## Provided text

▬▬▬▬▬▬▬▬▬▬

Safe Credentials allows you to encrypt sensitive credentials so you can store your configuration files in source control.

Motivation

To store configuration files in source control is always a tricky issue. You shouldn't store your credentials in clear text in source control, but often your team needs a subset of those credentials to test and execute the project.

A usual approach is to create a configuration file (config.yml or similar) but don't push it to source control. Instead, you also create a dummy example file (config.yml.example) with dummy values. When someone needs to access the real credentials he or she has to ask the project owner for them.

This solution is not ideal, especially when you need to add add or change some configuration parameter.

Usage

Install the gem

$ gem install safe_credentials

Run the provided executable:

$ safe_credentials encrypt

  Encrypting file config/config.yml
  Enter your password:
  Result stored in config/encrypted_config.yml
  Adding config/config.yml to .gitignore.

▬▬▬▬▬▬▬▬▬▬

## Provided data
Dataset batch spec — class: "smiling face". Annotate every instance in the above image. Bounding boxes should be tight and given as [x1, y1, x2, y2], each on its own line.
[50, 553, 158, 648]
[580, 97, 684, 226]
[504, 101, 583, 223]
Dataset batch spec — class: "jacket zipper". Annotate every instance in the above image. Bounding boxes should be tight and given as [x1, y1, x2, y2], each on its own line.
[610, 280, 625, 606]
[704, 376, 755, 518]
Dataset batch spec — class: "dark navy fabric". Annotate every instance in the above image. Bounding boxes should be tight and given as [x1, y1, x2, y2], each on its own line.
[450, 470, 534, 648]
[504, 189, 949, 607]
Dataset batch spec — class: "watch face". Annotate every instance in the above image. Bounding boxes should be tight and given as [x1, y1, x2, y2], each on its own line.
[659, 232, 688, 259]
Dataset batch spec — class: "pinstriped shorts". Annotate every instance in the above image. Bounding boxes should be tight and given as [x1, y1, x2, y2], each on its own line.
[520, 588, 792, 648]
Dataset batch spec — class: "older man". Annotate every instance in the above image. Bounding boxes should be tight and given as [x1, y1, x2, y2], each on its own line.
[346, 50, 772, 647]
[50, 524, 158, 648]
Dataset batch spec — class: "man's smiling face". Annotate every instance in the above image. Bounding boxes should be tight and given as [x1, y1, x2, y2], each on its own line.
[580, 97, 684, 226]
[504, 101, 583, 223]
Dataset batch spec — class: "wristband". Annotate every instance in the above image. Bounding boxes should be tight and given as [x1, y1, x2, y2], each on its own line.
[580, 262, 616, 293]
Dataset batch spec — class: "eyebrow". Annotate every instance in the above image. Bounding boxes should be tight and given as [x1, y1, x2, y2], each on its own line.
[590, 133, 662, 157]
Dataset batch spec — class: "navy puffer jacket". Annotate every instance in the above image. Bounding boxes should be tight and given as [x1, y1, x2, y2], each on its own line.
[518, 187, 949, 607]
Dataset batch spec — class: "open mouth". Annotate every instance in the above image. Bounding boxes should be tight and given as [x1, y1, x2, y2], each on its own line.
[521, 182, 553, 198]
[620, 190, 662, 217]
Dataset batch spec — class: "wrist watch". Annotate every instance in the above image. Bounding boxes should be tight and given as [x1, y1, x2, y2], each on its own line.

▬▬▬▬▬▬▬▬▬▬

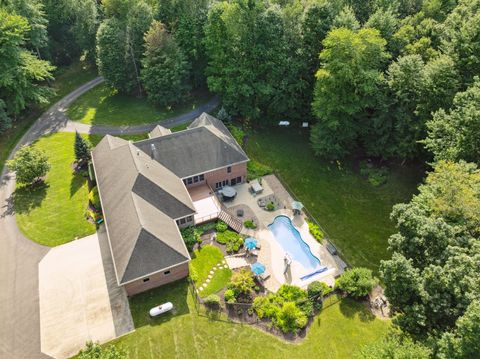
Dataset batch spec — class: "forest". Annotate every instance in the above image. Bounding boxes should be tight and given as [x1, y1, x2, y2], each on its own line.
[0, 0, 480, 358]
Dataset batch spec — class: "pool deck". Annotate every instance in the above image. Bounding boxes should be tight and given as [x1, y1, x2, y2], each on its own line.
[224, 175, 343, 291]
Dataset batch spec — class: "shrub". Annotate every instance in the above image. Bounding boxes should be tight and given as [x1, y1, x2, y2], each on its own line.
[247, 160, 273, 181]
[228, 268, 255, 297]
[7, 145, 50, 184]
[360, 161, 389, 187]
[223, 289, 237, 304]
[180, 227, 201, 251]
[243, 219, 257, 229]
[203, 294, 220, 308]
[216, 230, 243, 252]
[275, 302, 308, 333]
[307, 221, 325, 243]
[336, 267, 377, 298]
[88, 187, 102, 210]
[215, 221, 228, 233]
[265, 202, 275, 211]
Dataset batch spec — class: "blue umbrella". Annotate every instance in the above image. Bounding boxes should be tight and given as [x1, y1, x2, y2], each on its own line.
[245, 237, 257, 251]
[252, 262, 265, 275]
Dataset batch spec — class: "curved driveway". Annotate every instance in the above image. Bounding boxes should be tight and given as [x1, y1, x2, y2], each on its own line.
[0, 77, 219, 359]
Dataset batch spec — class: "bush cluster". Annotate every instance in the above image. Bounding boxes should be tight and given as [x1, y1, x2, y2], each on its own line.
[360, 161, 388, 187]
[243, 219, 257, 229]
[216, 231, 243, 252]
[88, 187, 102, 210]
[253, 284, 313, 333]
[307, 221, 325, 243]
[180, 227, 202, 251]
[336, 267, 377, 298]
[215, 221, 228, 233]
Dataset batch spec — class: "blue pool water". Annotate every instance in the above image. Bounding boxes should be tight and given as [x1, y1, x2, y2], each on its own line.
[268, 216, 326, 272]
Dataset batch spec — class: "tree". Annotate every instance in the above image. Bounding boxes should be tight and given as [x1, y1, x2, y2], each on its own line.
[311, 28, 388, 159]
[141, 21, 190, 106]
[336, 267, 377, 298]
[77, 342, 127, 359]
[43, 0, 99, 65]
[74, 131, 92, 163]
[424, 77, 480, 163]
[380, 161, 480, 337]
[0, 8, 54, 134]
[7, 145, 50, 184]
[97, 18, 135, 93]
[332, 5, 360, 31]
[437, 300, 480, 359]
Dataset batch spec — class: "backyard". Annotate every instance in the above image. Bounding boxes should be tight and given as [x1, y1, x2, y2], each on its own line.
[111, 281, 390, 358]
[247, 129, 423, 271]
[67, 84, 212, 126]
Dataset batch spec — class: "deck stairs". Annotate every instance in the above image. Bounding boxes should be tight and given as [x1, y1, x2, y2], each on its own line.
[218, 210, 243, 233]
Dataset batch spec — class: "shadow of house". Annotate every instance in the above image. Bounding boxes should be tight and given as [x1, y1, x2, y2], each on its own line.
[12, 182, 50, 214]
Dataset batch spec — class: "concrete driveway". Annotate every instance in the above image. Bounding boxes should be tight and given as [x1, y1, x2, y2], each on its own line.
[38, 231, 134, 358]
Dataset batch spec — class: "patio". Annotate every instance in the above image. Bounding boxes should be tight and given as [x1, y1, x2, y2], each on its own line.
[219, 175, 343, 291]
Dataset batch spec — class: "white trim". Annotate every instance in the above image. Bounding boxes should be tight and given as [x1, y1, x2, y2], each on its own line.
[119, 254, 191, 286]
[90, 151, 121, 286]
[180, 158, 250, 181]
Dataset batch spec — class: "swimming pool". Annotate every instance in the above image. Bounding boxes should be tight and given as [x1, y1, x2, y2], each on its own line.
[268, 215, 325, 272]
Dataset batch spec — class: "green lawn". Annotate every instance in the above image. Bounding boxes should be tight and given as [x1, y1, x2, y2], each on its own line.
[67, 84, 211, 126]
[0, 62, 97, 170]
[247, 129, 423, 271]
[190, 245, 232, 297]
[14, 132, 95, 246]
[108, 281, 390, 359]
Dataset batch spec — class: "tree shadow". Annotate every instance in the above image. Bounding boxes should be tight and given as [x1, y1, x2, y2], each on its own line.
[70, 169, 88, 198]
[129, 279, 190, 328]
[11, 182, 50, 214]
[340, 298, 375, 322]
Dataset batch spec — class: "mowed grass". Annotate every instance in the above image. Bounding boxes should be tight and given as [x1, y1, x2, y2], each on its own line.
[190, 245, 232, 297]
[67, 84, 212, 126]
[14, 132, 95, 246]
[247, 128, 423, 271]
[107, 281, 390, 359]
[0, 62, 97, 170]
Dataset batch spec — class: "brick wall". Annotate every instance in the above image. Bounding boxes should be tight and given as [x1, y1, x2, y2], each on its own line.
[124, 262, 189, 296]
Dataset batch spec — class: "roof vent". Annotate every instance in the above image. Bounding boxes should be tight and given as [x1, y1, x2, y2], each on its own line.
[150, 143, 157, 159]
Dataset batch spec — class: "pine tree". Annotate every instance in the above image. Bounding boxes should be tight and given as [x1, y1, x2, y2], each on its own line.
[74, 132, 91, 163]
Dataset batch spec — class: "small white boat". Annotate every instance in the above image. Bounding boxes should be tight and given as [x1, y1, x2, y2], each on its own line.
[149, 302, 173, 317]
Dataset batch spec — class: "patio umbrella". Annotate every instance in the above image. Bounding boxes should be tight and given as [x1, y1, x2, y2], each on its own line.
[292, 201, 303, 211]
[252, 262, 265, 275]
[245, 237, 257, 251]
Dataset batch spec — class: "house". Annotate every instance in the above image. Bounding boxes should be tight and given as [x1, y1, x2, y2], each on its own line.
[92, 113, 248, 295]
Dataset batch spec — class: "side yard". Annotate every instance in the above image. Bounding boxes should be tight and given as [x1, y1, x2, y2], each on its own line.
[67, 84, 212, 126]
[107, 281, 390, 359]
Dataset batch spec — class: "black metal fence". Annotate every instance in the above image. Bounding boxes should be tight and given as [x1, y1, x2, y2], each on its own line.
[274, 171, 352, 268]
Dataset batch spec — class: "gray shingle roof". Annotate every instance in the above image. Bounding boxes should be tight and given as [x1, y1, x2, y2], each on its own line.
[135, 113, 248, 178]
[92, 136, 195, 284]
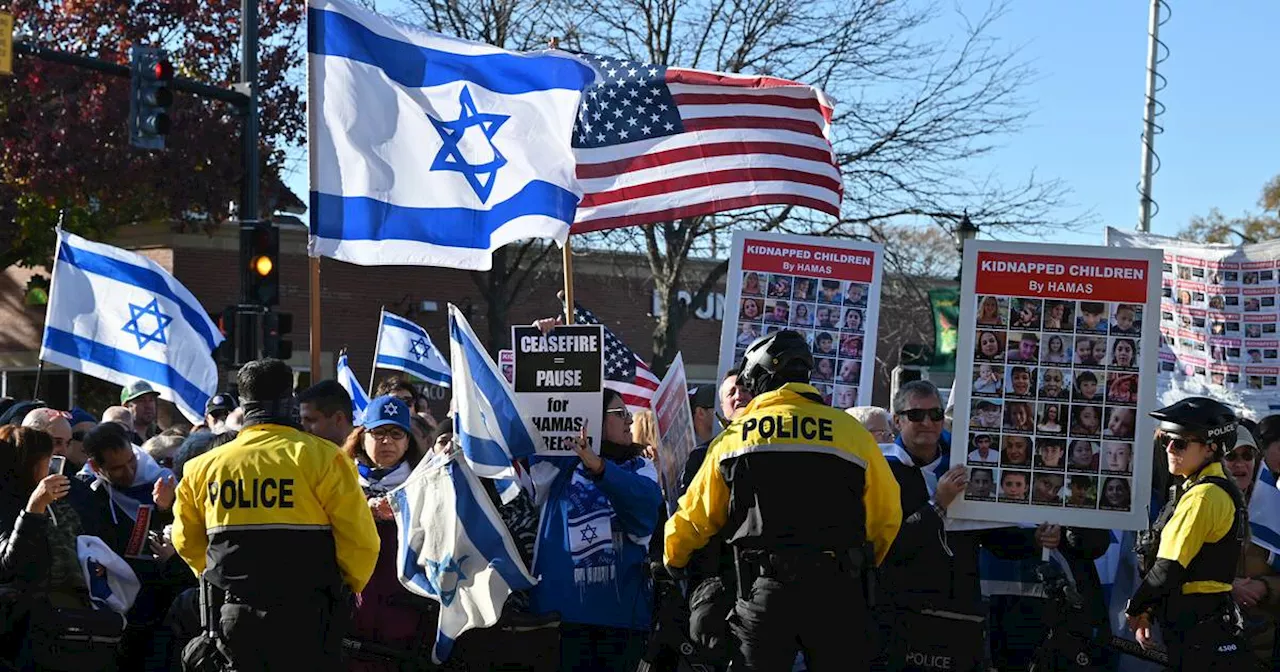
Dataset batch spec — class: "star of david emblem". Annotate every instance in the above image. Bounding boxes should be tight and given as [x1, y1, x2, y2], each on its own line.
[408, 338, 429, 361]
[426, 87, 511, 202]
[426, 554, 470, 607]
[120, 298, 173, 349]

▬▬▬▬▬▬▬▬▬▬

## Tasks to complete
**A)** Gather every line of the entries that contains the string "tree".
**B)** Write what comes next in the Safe Credentials text, picking up right after its final line.
The text about Safe Credentials and the entries have nothing to do with each other.

## Answers provided
**A)**
Dataset batch spec — class: "tree". Annotate every instance in the above image. Bounding boxes should be tight and given as [x1, y1, x2, y2], each on its own line.
Dataset batch spec — class: "tree shadow". Annotate every instance in the above image. Bounding boxes should be tight and given as [x1, y1, x2, y2], each on its own line.
Dataset batch spec — class: "pine tree". Annotate every instance in the above image. Bounding boxes should be tight and given as [x1, y1, x2, y2], each on its own line.

**B)**
Later, when you need to decrypt the credentials

$ bin/safe_credentials decrypt

  Decrypting file config/encrypted_config.yml
  Enter your password:
  Result stored in config/config.yml

Options

Choose the path to the real config file and the encrypted one:

safe_credentials encrypt --from path/to/config.yml --to path/to/decrypted_config.yml

Also you can choose to encrypt only some configuration parameters:

# Encrypt database variables in all environments

safe_credentials encrypt --vars **.database.*

# Encrypt production variables

safe_credentials encrypt --vars producion

# Encrypt only password variables

safe_credentials encrypt --vars **password

Credits

Original idea seen on John Resig's blog

TODO

  • Capistrano integration. Upload config file to remote server and decrypt it there.
  • Support other formats beside YAML, like TOML or JSON.

Contributing

  1. Fork it
  2. Create your feature branch (git checkout -b my-new-feature)
  3. Commit your changes (git commit -am 'Add some feature')
  4. Push to the branch (git push origin my-new-feature)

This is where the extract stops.